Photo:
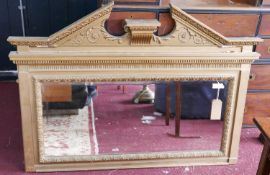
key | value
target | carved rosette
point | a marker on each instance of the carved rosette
(93, 34)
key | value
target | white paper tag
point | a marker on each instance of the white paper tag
(217, 86)
(216, 109)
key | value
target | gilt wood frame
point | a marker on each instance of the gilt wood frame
(85, 51)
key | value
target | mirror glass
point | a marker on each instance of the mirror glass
(132, 117)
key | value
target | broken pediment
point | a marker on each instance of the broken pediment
(91, 31)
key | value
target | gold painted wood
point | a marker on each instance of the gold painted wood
(84, 51)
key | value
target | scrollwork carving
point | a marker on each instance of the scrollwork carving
(93, 34)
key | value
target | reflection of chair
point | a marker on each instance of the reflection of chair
(264, 125)
(188, 100)
(66, 99)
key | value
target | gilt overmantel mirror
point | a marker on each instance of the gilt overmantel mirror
(91, 100)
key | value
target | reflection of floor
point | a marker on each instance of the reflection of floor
(120, 130)
(68, 135)
(11, 149)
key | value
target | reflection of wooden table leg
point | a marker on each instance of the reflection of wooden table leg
(168, 103)
(264, 165)
(178, 108)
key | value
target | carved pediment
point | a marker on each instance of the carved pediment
(91, 31)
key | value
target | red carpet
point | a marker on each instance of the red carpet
(119, 126)
(11, 154)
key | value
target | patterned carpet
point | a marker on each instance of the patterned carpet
(11, 152)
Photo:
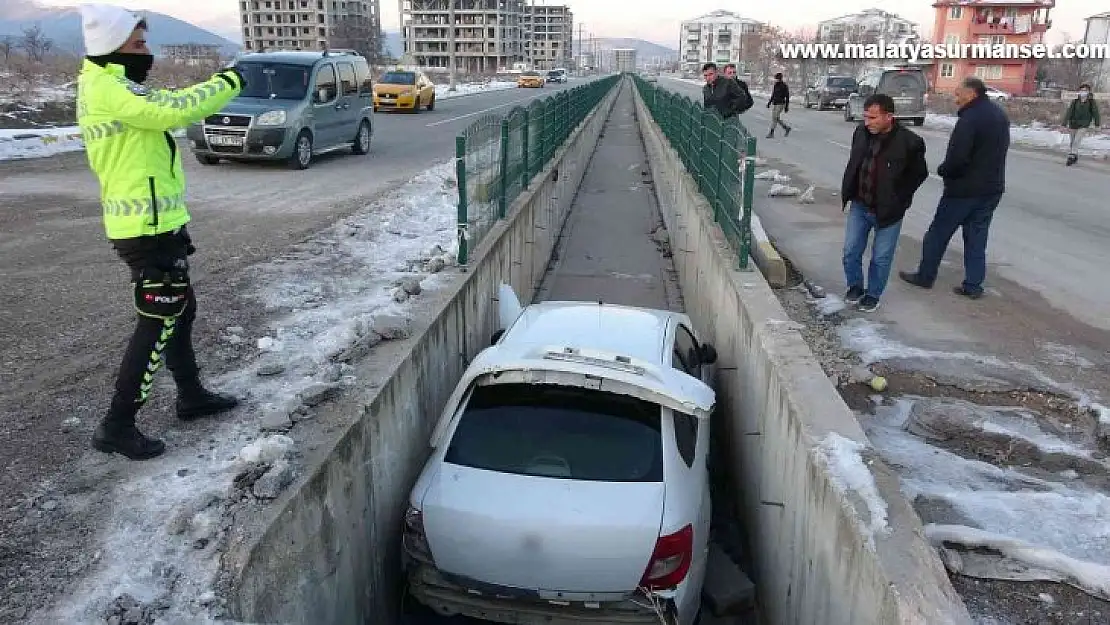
=======
### [Travail demandé]
Recopiez l'intégralité du matériel ci-dessus, ligne par ligne, en ajoutant -61 à chaque nombre des coordonnées de points données comme réponses, et laissez les images de côté, s'il vous plaît.

### [Corrigé détaillé]
Photo:
key | value
target | carved rosette
point | a marker on each instance of the carved rosette
(32, -27)
key | value
target | white paper tag
point | a marker on each instance of the white paper tag
(156, 25)
(155, 48)
key | value
target | gilt wood frame
point | a marker on each instance of the gilt wood frame
(24, -10)
key | value
target | mirror glass
point | a marker on each instance of the mirror glass
(71, 56)
key | value
target | broken pediment
point | a marker on each instance of the broken pediment
(30, -30)
key | value
target | gold painted wood
point | a marker on each instance of the gold painted wood
(23, -10)
key | value
target | scrollwork carving
point | a marker on each instance of the scrollwork carving
(32, -27)
key | value
target | reflection of chair
point | a marker on each instance of the reflection of chair
(203, 64)
(127, 39)
(5, 38)
key | value
target | gilt overmantel mirror
point | a marker on each instance of the gilt overmantel mirror
(30, 39)
key | value
target | reflection of floor
point | a marker on each instance of the reflection of floor
(59, 69)
(7, 74)
(-50, 88)
key | value
target | reflection of wooden table leg
point | a marker on each instance of the reflection of wooden table leg
(107, 42)
(203, 104)
(117, 47)
key | value
target | carved pediment
point | a marker on each instance of the carved pediment
(30, -30)
key | value
target | red carpet
point | a marker on each instance of the red carpet
(58, 65)
(-50, 93)
key | value
target | patterned carpet
point | a marker on each instance of the patterned carpet
(-50, 91)
Photo:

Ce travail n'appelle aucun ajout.